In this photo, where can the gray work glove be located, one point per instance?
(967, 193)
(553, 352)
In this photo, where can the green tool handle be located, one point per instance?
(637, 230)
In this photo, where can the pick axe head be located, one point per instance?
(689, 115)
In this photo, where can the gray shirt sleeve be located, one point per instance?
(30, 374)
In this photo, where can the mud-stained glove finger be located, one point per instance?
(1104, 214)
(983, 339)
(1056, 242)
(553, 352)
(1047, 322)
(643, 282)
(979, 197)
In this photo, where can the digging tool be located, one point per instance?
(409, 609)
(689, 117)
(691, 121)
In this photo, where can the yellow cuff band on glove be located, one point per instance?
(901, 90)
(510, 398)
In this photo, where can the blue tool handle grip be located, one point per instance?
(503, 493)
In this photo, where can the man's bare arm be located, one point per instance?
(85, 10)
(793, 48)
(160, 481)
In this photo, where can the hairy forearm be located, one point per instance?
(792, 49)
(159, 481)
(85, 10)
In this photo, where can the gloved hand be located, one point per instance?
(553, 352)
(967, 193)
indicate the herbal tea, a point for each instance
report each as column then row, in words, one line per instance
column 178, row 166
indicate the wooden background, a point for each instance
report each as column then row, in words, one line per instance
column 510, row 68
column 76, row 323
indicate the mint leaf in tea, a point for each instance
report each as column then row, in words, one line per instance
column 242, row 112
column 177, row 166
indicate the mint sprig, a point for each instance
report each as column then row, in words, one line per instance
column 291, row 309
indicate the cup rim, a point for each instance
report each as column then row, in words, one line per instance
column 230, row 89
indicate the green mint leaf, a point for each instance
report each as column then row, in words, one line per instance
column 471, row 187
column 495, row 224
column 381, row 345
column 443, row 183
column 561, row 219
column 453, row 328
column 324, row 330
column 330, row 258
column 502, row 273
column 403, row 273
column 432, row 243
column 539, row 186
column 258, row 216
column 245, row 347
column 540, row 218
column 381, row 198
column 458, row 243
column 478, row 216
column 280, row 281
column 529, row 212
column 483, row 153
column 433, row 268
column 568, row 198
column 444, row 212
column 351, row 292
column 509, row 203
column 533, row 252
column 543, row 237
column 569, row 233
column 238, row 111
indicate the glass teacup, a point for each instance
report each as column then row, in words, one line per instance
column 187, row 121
-- -- --
### Exercise directions:
Can you copy out all of the data above, line for line, with nothing changed?

### Correct output:
In this photo, where can the gray work glove be located, one point per instance?
(967, 193)
(553, 352)
In this photo, where can the green tool handle be located, one point per instance?
(637, 230)
In this photo, where can the pick axe head be located, one point per instance?
(689, 115)
In this photo, where can the gray shirt sleeve be located, one point per instance?
(30, 374)
In this photo, where can the mud-stained glove finger be located, one point per instance?
(1104, 214)
(983, 339)
(1056, 242)
(553, 352)
(1047, 322)
(643, 282)
(979, 197)
In this photo, where can the digging tool be located, one point per instance?
(409, 609)
(689, 117)
(691, 121)
In this photo, where can the yellow cuff band on glove be located, one point per instance?
(901, 90)
(510, 398)
In this photo, where can the blue tool handle grip be located, one point per instance?
(503, 493)
In this photo, where can the man's bare arm be located, one point per instance?
(85, 10)
(793, 48)
(160, 481)
In this photo, where can the hairy forearm be located, one point per instance?
(792, 49)
(159, 481)
(85, 10)
In this photo, where can the gloved hand be located, one point per instance?
(553, 352)
(967, 193)
indicate the herbal tea, a point for each instance
report each as column then row, in words, one line per instance
column 178, row 166
indicate the wooden background, a point for each instance
report each as column then row, in words, one line per instance
column 510, row 68
column 76, row 323
indicate the mint leaf in tea, a point for each instance
report each as column then row, in words, one line per instance
column 242, row 112
column 177, row 166
indicate the mint sprig, a point for each instance
report each as column then row, in words, one line per instance
column 291, row 309
indicate the cup rim, a point for each instance
report each as column then row, in words, one line per instance
column 230, row 89
indicate the green mint leaf, a point for each instance
report each as column then row, in words, one line per instance
column 471, row 187
column 495, row 224
column 381, row 345
column 443, row 183
column 561, row 219
column 453, row 328
column 324, row 330
column 330, row 258
column 502, row 273
column 403, row 273
column 432, row 243
column 539, row 186
column 258, row 216
column 245, row 347
column 540, row 218
column 381, row 198
column 458, row 243
column 478, row 216
column 280, row 281
column 529, row 212
column 483, row 153
column 433, row 268
column 568, row 198
column 444, row 212
column 351, row 292
column 509, row 203
column 533, row 252
column 543, row 237
column 569, row 233
column 238, row 111
indicate the glass teacup, a point for each instance
report each as column then row, in words, one line per instance
column 187, row 121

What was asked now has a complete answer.